_TASK ITEM_:
Return only the final portion of the entries: the line with "matching green banana" and every line after it, each one exact.
-- RAW DATA follows --
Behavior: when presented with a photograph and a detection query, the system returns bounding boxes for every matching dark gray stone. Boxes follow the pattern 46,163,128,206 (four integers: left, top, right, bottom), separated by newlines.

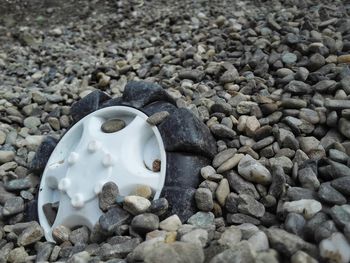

148,198,169,216
99,182,119,212
318,183,346,205
30,136,58,173
71,90,111,123
227,213,261,225
99,206,130,233
330,205,350,228
122,81,174,109
131,213,159,235
331,176,350,196
158,108,217,158
314,220,338,243
285,213,306,237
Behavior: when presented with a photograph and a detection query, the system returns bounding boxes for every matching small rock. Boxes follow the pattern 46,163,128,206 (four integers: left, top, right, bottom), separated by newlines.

52,225,71,244
7,247,28,263
99,206,130,233
147,111,170,125
159,215,182,231
285,213,306,237
210,241,255,263
283,199,322,219
238,155,272,185
123,195,151,215
247,231,269,252
69,226,89,245
148,198,169,216
131,213,159,235
291,251,318,263
320,232,350,263
318,183,346,205
2,196,24,216
131,185,152,199
181,229,208,247
195,188,214,212
218,226,242,247
0,150,15,164
99,181,119,211
237,194,265,218
17,222,44,246
330,205,350,228
188,212,215,228
101,119,126,133
216,179,230,207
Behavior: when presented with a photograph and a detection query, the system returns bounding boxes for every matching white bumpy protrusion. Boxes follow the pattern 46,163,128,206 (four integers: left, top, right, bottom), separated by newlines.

38,106,166,241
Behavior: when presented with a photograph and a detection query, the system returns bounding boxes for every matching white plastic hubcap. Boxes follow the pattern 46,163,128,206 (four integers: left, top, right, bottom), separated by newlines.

38,106,166,241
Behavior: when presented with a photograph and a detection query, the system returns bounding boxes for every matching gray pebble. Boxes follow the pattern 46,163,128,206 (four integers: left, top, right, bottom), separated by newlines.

101,119,126,133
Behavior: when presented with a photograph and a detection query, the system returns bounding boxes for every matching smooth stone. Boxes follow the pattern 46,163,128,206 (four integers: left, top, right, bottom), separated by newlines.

330,205,350,228
69,226,90,245
201,166,216,179
331,177,350,196
291,251,318,263
285,213,306,237
0,150,15,164
215,179,230,207
123,195,151,215
99,206,130,233
147,111,170,125
212,148,237,168
17,222,44,246
131,185,152,199
339,118,350,139
227,213,261,225
238,155,272,185
52,225,71,244
210,124,236,139
209,241,255,263
216,154,244,173
101,119,126,133
284,81,311,94
314,220,339,243
227,172,260,199
2,196,24,216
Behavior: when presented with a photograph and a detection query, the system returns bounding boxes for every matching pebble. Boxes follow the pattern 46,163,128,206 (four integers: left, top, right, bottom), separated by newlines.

318,183,347,205
210,124,236,139
131,213,159,235
330,205,350,228
216,153,244,173
159,215,182,231
283,199,322,219
285,213,306,237
195,188,214,212
291,251,318,263
147,111,170,125
2,196,24,216
52,225,71,244
237,194,265,218
331,177,350,196
320,232,350,263
123,195,151,215
218,226,242,247
237,154,272,185
69,226,90,245
17,222,44,246
0,150,15,164
215,179,230,207
7,247,28,263
131,184,152,199
247,231,269,252
188,212,215,228
210,241,255,263
99,181,119,211
101,119,126,133
181,229,208,247
212,148,237,168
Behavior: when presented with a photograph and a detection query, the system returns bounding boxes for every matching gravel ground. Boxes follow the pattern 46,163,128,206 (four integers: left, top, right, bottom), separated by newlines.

1,0,350,262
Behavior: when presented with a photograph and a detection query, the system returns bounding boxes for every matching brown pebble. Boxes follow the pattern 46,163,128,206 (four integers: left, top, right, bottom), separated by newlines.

152,159,161,172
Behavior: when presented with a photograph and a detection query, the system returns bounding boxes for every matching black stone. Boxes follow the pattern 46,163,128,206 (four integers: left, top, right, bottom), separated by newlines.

23,199,39,222
142,101,177,116
160,186,196,222
158,108,217,158
99,206,130,233
30,136,58,174
164,152,210,188
122,81,174,108
70,90,111,123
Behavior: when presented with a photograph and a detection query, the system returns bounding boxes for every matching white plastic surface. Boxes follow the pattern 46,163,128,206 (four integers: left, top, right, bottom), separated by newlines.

38,106,166,241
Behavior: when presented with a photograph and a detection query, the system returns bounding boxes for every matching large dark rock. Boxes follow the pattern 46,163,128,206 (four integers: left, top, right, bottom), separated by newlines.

30,136,58,174
122,81,174,108
160,186,196,222
99,206,130,233
70,90,111,123
142,101,177,116
158,108,217,158
165,152,210,188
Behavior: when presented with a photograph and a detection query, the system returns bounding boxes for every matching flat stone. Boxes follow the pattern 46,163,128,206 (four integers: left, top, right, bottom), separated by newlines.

210,124,236,139
284,81,311,94
4,178,31,191
227,172,260,199
101,118,126,133
52,225,71,244
217,153,244,174
331,177,350,196
187,212,215,228
227,213,261,225
69,226,90,245
212,148,237,168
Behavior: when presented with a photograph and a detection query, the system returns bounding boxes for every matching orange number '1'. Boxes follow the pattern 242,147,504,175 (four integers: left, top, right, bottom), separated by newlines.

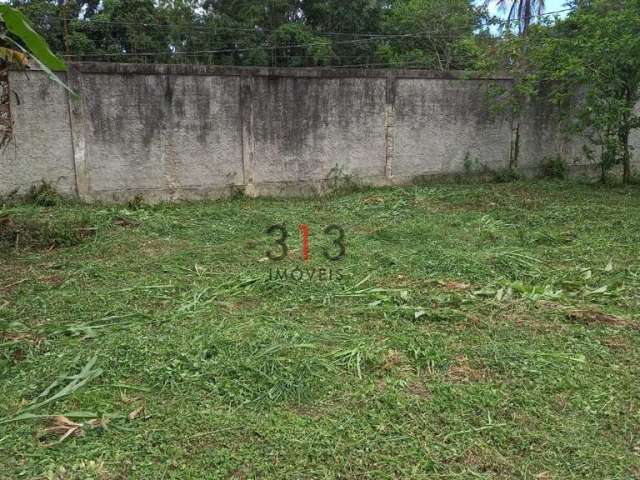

298,224,310,261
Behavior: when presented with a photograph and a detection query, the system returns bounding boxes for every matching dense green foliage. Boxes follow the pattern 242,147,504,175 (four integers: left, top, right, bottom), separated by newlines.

2,182,640,478
488,0,640,183
11,0,493,68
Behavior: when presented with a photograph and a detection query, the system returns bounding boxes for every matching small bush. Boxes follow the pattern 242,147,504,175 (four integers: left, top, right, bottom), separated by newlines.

463,153,484,175
127,193,146,210
0,214,94,251
326,164,363,195
26,182,63,207
0,188,19,205
492,167,520,183
542,156,568,180
628,169,640,185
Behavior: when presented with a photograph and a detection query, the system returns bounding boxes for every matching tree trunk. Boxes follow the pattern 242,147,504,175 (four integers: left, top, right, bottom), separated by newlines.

622,135,631,184
621,87,633,184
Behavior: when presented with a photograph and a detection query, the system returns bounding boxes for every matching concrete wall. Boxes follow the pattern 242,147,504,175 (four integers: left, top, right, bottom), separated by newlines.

0,63,631,202
72,67,243,202
392,78,513,180
1,71,76,197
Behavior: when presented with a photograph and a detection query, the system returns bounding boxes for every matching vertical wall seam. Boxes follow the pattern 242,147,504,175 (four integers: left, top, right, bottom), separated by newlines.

510,121,520,169
238,72,246,187
67,65,89,200
240,73,256,196
63,71,79,199
384,74,396,179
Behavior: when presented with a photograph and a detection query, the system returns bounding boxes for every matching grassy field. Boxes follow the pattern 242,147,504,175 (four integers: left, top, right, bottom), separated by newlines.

1,181,639,479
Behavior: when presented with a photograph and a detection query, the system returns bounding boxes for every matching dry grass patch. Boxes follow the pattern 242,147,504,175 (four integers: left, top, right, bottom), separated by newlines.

568,309,635,328
447,355,491,383
405,379,430,398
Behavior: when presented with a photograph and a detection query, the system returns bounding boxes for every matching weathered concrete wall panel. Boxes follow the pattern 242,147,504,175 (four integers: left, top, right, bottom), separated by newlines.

393,79,512,179
517,96,583,175
75,71,243,202
519,98,640,177
247,76,387,190
0,71,76,196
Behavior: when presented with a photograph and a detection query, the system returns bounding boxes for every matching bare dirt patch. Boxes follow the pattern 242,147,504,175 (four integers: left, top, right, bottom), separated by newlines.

441,280,472,291
40,275,64,287
447,355,490,383
113,216,139,228
568,309,635,328
406,379,430,399
601,335,633,352
380,349,403,371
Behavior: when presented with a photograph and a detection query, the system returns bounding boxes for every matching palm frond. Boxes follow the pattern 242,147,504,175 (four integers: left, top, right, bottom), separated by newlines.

486,0,546,33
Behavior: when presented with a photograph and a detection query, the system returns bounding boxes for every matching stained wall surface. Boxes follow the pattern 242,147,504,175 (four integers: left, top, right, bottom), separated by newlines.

1,64,634,201
1,72,76,197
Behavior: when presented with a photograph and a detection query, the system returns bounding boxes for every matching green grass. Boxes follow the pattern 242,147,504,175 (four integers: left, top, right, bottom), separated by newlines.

1,181,639,479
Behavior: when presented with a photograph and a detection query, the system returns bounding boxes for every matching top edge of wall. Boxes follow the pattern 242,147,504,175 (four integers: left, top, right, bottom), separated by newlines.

42,62,514,81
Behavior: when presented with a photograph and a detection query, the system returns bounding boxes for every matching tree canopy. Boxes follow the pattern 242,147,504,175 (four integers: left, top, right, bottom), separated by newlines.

9,0,493,68
487,0,640,182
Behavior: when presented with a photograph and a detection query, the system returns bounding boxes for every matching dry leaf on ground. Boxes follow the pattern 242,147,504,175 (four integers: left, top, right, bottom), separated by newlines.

441,280,471,291
128,406,144,421
41,416,85,443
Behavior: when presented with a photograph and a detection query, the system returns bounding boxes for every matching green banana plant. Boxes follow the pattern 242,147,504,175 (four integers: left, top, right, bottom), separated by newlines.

0,5,73,95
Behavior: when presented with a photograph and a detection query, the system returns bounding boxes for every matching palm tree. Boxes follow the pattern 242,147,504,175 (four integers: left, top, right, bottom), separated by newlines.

488,0,546,34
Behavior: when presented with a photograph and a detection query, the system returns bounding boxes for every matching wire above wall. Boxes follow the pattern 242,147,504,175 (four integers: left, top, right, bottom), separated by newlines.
-- RAW DATA concluded --
_EXERCISE RESPONSE_:
Behavior: when presented with a photograph and a detection query, the system returns bounding boxes for every matching green banana plant. Boxes follow the pattern 242,147,504,175 (four integers: left, top, right, bottom), separated by newlines.

0,5,73,95
Behavior: when presented with a photograph and a detection query, the system returns bounding boxes for every matching palm tree. Boxes follow the pattern 242,147,504,175 (four integers: left, top, right, bottom), separated by newlines.

488,0,546,34
Behavior: when presented with a photograph and a detection query, the system returns bounding boxes for every matching wire above wall. Boxes follow the pattern 242,147,504,175 (four integers: left, top, right, bottom), separated by newlines.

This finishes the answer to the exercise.